• **Travail à faire**:
1: D'après le texte sur la reconstruction du sein, quelle part des femmes ayant eu une mammectomie en France a eu recours à une reconstruction ?
2: Traduisez en anglais cette phrase du texte sur la reconstruction du sein : « On doit se méfier des phénomènes de mode. »
3: Citez le texte sur la reconstruction du sein depuis « Guérir du cancer » jusqu'à « méconnaissance des circuits. » inclus.

• **Extrait cité**:
'''
La reconstruction du Sein
Le Professeur MIMOUN, Chef de service de chirurgie plastique, reconstructrice et esthétique, Hôpital Saint Louis, évoque la reconstruction du sein chez les patientes atteintes du cancer du sein.
Reconstruire pour guérir, reconstruire sans détruire, reconstruire pour sourire.
Guérir du cancer du sein est heureusement de plus en plus fréquent, mais dans certains cas la mammectomie s’avère nécessaire. La reconstruction du sein permet de limiter voire de faire disparaître les délabrements de cette amputation. En France, environ 30 % des femmes ayant eu une mammectomie ont eu recours à une reconstruction. C’est trop peu. Parfois c’est par choix et il faut bien sûr le respecter. Mais parfois, c’est la conséquence d’idées reçues, de peur, de manque d’informations, de méconnaissance des circuits.
La chirurgie plastique et reconstructrice change radicalement « la vie d’après ». Les méthodes sont multiples, évoluent et s’affinent d’année en année. Il n’y a pas une technique reine et d’autres de secondes catégories. On doit se méfier des phénomènes de mode. Internet s’avère certes une source de renseignements, mais il ne peut remplacer la consultation avec le chirurgien plasticien. Cette chirurgie sur mesure s’adapte au corps et au psychisme de la patiente. Nous avons un panel de procédures à utiliser en fonction de la morphologie, du poids, de la répartition des zones graisseuses, de l’existence d’excédent cutané, des cicatrices. Au terme de l’examen, certaines méthodes sont exclues, d’autres possibles. En définitive, quand plusieurs sont retenues, c’est la patiente qui choisit.
Quelles sont ces méthodes ?
'''
• **Données affichées**:
'''
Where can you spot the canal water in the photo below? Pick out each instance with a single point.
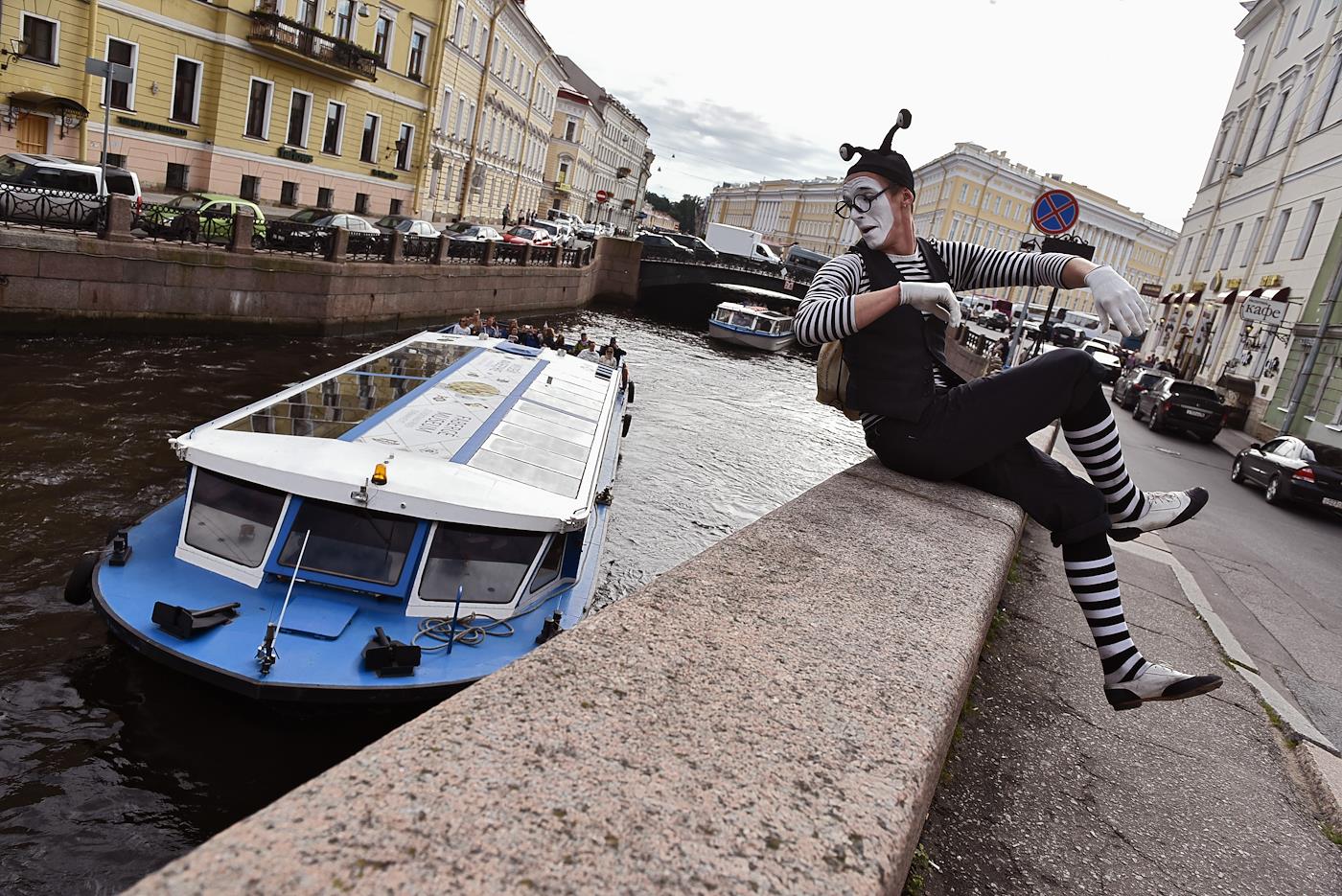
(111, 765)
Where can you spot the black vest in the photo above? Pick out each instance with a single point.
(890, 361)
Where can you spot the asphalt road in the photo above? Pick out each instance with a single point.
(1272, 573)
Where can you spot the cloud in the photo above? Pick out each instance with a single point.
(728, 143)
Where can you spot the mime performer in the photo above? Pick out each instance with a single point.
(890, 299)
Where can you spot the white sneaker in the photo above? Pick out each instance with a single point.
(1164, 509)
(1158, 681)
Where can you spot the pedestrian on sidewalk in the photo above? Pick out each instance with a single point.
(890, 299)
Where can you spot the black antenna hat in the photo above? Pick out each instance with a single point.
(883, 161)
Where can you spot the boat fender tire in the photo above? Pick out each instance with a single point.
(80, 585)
'''
• **Corrigé**:
1: Environ 30 %.

2: One must be wary of passing trends.

3:
Guérir du cancer du sein est heureusement de plus en plus fréquent, mais dans certains cas la mammectomie s’avère nécessaire. La reconstruction du sein permet de limiter voire de faire disparaître les délabrements de cette amputation. En France, environ 30 % des femmes ayant eu une mammectomie ont eu recours à une reconstruction. C’est trop peu. Parfois c’est par choix et il faut bien sûr le respecter. Mais parfois, c’est la conséquence d’idées reçues, de peur, de manque d’informations, de méconnaissance des circuits.